After Tunisia, the protest in Egypt appears to be spreading and gaining momentum. However, Egypt is not Tunisia and stakes for American and Israeli interest in the Middle East are high. Especially, after Muslim Brotherhood asked its supporters to join the protesters. Not only are the affairs of Lebanon in flux, now Egypt appears to be unraveling.
Media reports suggest Egyptian defense minister Field Marshal Mohamed Hussein Tantawi made a secret to Washington to gain US support as Mubarak plans a serious crackdown. The official response from Washington has so far emphasized the need for social, political and economic reform in Egypt. However, in his State of the Union address on Tuesday, President Obama dropped a hint indicating what to expect in the Middle East. He stated:
“We saw that same desire to be free in Tunisia, where the will of the people proved more powerful than the writ of a dictator. And tonight, let us be clear: the United States of America stands with the people of Tunisia, and supports the democratic aspirations of all people.”
Although some American media channels changed its original assertion that Tunisian protests were triggered by the leaks of Wikileaks, one thing is clear; Egyptian, Yemeni, Algerian, and Jordanian riots are connected to what happened in Tunisia. Furthermore, US itself is struggling to maintain its role of a fair arbiter in the Arab-Israeli conflict, particularly in the aftermath of the ‘peace flotilla’ incident last year.
United States face two contradictory pressures as it manages its perceptions in the Islamic world, as crucial events take shape in the Middle East. These are:
- US claims to be a friend of Islam, however, its policies are tilted in favor of heavy handed approach of Israel.
- US has asserted support for the aspirants of democracy in the region, but the stagnant dictators and monarchs cannot remain in power without American backing. These authoritarian governments have protected American interests but have failed to provide opportunities for social and economic uplift of its citizens.
The decision of Muslim Brotherhood to join the protesters has particularly explosive consequences for the politics of Egypt and the security of US and Israel. At this juncture, US would like to protect its interests in the region and at the same time maintain a close eye on the unfolding situation in Egypt. If it turns out that Mubarak is unlikely to keep a hold of power, then Egyptian Army would be the next best bet, to manage the transition. The last thing US and Israel would like is to let Muslim Brotherhood gain the upper hand.

> [WHAT YOU NEED TO DO]:
1 - From the commentary on the Egyptian protests, extract word for word the part that opens with the words containing "Although some American" and closes with "approach of Israel.".
2 - List every person named in the commentary on the Egyptian protests.

> [INFORMATION PROVIDED]:

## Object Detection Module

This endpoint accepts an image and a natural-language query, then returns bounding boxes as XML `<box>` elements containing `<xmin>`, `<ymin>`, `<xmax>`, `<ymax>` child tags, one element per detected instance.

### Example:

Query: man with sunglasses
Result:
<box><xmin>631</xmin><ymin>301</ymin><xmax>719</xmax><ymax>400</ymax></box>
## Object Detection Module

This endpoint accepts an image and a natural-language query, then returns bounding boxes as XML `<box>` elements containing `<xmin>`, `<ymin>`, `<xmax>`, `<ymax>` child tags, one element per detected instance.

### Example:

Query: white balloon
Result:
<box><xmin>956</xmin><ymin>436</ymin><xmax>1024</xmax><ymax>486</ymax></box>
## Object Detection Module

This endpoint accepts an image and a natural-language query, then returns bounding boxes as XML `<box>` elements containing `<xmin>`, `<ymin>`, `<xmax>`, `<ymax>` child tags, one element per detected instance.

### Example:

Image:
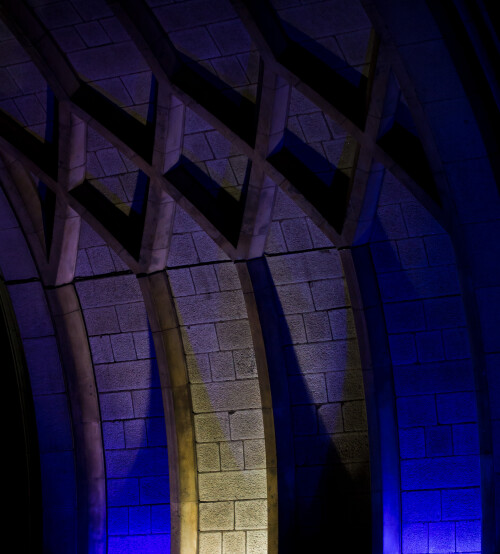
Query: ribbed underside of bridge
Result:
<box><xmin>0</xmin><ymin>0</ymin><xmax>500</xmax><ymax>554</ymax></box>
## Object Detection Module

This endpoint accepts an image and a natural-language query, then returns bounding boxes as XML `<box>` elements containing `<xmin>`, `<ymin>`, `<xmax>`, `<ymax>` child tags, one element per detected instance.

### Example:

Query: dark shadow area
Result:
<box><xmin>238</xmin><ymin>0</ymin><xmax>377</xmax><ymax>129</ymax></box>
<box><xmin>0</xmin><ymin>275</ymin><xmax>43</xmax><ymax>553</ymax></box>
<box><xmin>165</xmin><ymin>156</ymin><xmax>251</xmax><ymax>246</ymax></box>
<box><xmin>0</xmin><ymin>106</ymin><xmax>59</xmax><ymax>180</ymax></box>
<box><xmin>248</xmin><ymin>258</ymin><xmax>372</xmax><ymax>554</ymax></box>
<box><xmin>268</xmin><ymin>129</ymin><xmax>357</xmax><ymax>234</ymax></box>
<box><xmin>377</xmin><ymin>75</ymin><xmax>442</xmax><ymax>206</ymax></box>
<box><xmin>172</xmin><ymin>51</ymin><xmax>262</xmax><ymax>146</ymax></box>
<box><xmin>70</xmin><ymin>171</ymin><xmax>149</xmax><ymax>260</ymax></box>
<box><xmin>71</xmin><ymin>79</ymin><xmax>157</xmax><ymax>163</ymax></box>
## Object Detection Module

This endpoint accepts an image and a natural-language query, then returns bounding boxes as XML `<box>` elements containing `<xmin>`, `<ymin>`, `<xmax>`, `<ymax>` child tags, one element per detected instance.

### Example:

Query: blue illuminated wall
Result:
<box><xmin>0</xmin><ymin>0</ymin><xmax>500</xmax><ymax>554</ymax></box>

> [SOLUTION LIST]:
1 -
Although some American media channels changed its original assertion that Tunisian protests were triggered by the leaks of Wikileaks, one thing is clear; Egyptian, Yemeni, Algerian, and Jordanian riots are connected to what happened in Tunisia. Furthermore, US itself is struggling to maintain its role of a fair arbiter in the Arab-Israeli conflict, particularly in the aftermath of the ‘peace flotilla’ incident last year.
United States face two contradictory pressures as it manages its perceptions in the Islamic world, as crucial events take shape in the Middle East. These are:
- US claims to be a friend of Islam, however, its policies are tilted in favor of heavy handed approach of Israel.

2 -
- Field Marshal Mohamed Hussein Tantawi
- Mubarak
- President Obama